## Set problem
Pull out each line of the data below that contains the string "cloud", and copy those lines in the order they appear.

[Point annotation records]
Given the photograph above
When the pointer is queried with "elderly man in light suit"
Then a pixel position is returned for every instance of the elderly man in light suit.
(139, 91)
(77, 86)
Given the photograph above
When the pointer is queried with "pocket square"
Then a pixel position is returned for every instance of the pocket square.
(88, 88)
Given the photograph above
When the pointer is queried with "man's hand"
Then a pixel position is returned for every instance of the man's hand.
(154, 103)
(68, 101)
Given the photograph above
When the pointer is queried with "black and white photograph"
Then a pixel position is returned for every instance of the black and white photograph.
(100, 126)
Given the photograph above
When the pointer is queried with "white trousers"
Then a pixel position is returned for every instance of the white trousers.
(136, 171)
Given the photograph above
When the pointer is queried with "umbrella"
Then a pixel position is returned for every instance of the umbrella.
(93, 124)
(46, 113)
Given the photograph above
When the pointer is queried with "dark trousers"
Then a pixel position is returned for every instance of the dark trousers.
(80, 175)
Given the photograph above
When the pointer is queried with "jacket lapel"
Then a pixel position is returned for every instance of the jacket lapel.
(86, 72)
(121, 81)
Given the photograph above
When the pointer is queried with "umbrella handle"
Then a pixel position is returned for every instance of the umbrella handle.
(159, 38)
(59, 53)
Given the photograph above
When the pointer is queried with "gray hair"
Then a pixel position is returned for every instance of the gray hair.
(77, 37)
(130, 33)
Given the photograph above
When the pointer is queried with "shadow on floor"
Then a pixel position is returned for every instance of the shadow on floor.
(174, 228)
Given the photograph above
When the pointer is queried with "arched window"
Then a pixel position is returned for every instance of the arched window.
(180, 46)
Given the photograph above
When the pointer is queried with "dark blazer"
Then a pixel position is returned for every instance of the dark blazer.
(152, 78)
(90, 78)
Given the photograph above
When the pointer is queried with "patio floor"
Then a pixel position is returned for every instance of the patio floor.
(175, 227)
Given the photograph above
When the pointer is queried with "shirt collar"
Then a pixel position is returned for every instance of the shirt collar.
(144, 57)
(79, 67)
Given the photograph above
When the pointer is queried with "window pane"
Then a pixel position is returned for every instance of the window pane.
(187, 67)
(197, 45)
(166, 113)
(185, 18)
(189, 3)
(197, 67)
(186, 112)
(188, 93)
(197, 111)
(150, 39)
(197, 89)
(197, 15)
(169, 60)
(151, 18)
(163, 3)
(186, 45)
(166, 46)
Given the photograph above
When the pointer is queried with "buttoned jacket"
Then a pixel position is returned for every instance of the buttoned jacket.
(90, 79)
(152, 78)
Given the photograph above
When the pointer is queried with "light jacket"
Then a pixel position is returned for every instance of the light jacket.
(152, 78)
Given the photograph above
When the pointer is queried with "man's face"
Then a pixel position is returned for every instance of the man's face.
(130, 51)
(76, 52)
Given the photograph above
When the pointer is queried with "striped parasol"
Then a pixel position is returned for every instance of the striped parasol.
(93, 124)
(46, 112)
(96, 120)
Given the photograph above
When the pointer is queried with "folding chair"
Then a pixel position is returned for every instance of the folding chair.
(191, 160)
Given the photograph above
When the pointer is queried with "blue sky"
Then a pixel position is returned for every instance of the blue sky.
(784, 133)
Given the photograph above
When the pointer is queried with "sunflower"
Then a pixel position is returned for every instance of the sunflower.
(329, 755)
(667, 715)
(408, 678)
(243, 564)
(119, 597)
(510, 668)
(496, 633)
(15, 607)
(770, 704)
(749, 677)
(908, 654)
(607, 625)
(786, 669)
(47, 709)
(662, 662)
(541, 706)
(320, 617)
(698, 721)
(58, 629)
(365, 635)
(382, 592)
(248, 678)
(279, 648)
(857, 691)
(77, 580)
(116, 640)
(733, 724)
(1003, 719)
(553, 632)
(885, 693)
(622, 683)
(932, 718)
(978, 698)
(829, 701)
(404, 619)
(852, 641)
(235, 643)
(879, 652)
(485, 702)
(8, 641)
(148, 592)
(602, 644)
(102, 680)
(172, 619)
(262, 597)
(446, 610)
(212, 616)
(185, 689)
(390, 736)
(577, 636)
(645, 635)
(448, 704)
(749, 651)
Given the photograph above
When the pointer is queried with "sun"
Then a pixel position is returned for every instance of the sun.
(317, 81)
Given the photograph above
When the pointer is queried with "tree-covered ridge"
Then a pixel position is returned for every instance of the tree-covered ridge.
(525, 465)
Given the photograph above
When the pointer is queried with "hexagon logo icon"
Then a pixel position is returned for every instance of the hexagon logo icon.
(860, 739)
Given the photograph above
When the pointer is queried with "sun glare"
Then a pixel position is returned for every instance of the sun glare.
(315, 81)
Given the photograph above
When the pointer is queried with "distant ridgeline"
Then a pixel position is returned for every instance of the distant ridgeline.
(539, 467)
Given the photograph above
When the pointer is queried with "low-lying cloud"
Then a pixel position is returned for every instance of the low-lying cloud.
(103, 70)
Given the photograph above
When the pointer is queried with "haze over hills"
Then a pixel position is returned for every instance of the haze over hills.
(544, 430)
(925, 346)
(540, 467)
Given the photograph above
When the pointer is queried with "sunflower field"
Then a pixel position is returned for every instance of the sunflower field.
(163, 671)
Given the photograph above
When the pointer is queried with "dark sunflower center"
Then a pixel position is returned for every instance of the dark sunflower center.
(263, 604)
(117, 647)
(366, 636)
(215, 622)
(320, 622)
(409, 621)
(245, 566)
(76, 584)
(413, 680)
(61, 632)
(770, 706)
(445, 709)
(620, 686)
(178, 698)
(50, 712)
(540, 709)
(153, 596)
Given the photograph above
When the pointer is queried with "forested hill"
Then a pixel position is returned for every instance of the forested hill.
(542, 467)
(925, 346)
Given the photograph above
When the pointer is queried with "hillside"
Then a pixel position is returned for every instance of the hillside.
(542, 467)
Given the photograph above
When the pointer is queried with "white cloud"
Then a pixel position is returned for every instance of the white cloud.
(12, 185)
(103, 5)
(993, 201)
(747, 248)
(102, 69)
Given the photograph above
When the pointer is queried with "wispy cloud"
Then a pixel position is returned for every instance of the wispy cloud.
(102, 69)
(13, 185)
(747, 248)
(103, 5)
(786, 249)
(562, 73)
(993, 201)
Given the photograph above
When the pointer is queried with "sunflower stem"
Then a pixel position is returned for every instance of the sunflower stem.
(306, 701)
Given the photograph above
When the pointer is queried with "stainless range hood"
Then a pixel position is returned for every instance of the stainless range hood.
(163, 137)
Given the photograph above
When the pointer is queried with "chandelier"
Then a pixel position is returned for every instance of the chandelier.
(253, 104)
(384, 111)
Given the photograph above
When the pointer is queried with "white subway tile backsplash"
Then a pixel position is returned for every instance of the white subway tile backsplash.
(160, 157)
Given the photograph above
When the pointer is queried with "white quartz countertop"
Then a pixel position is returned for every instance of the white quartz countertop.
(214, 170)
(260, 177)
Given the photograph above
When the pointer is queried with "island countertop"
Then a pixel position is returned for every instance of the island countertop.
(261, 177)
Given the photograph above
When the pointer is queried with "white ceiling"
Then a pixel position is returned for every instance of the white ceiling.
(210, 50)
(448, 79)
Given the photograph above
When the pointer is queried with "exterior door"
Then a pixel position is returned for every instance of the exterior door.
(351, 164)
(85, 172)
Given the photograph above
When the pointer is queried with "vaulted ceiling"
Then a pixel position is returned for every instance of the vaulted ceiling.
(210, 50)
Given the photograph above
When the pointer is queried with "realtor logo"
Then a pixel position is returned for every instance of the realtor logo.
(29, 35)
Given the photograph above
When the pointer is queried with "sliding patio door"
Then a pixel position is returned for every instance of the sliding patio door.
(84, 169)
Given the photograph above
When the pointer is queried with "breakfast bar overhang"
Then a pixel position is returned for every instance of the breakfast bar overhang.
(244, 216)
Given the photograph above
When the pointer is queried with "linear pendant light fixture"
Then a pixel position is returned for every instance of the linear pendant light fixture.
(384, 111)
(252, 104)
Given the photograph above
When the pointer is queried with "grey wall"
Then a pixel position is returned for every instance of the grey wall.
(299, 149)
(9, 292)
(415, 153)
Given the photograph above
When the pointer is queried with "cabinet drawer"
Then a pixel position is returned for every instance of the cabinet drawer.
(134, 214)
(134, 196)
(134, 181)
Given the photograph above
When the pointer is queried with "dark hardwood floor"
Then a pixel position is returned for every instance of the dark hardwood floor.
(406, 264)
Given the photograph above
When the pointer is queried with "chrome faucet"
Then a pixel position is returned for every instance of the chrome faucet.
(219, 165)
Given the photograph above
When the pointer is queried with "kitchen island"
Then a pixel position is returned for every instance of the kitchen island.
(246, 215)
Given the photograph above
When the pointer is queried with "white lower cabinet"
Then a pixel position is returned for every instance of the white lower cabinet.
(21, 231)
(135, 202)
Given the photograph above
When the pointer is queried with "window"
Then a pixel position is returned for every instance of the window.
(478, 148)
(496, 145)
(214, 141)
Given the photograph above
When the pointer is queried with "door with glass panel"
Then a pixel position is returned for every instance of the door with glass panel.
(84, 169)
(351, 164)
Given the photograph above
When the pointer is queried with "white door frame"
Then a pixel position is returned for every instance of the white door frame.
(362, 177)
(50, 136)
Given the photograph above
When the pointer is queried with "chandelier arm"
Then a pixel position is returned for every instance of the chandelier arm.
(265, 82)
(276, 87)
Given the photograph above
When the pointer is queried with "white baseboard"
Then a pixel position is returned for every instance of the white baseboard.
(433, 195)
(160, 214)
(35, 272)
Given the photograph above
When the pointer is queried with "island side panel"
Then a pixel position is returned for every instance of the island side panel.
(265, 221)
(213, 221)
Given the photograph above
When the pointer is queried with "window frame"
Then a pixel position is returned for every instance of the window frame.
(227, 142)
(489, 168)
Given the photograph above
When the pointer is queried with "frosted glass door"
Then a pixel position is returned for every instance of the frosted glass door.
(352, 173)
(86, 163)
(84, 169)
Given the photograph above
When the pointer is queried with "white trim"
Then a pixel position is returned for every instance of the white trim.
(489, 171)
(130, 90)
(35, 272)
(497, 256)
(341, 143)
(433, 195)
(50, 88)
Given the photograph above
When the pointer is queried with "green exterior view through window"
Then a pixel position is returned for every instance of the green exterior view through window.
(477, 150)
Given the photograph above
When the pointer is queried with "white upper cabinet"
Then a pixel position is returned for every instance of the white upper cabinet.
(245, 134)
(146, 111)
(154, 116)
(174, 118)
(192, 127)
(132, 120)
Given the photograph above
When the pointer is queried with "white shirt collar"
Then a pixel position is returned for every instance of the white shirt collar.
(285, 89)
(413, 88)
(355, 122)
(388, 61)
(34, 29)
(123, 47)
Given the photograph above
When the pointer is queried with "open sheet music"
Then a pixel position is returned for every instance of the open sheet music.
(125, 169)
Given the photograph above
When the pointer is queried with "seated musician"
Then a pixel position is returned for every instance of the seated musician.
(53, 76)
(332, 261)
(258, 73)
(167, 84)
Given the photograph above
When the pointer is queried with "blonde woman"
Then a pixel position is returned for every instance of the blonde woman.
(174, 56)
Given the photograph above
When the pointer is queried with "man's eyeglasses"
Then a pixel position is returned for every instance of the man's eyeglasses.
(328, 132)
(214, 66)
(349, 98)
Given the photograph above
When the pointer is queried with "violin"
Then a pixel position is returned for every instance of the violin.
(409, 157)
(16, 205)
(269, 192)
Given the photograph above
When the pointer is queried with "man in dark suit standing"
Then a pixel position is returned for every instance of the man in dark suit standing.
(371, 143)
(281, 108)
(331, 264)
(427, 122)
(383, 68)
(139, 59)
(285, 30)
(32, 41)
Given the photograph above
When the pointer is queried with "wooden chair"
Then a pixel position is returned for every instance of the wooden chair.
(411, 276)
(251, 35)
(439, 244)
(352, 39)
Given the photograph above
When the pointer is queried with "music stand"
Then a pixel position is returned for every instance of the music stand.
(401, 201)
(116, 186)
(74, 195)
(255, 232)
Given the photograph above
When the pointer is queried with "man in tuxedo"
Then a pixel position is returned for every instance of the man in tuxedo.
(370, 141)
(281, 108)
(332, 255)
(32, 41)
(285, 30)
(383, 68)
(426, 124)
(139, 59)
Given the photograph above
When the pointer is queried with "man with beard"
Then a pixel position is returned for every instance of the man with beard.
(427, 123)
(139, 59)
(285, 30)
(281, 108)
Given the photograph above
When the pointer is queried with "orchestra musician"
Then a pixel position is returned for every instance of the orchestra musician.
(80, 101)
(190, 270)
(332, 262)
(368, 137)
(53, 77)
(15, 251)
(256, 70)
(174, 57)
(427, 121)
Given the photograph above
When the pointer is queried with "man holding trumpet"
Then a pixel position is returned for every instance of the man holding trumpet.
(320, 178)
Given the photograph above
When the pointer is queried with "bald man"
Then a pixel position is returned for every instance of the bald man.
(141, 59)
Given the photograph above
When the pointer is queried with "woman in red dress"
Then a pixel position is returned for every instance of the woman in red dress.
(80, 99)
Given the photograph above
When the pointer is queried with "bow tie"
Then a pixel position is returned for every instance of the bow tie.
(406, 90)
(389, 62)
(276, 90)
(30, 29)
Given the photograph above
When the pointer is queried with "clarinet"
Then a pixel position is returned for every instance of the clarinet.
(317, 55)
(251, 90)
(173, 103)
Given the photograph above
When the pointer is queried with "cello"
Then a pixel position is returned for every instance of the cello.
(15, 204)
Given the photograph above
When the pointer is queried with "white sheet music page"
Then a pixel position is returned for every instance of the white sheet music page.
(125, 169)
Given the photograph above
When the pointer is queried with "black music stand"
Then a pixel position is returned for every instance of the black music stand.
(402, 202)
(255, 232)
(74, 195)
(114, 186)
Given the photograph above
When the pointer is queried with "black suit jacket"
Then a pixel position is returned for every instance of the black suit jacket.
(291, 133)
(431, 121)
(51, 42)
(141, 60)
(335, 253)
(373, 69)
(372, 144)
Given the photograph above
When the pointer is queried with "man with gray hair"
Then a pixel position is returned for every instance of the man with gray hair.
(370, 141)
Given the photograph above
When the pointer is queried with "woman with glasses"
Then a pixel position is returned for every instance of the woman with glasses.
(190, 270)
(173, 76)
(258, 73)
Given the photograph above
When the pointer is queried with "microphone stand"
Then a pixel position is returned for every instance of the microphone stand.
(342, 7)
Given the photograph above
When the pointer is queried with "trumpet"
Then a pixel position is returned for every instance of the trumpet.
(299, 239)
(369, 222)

## Complete output
When the pointer is queried with "low-lying cloud"
Then a pixel position is returned for every instance of the low-lying cloud.
When the pointer is queried with "white cloud"
Then a pixel position is returned for every instance of the white cloud.
When the pointer is queried with "wispy cloud"
Then a pixel position is returned for every instance of the wispy cloud.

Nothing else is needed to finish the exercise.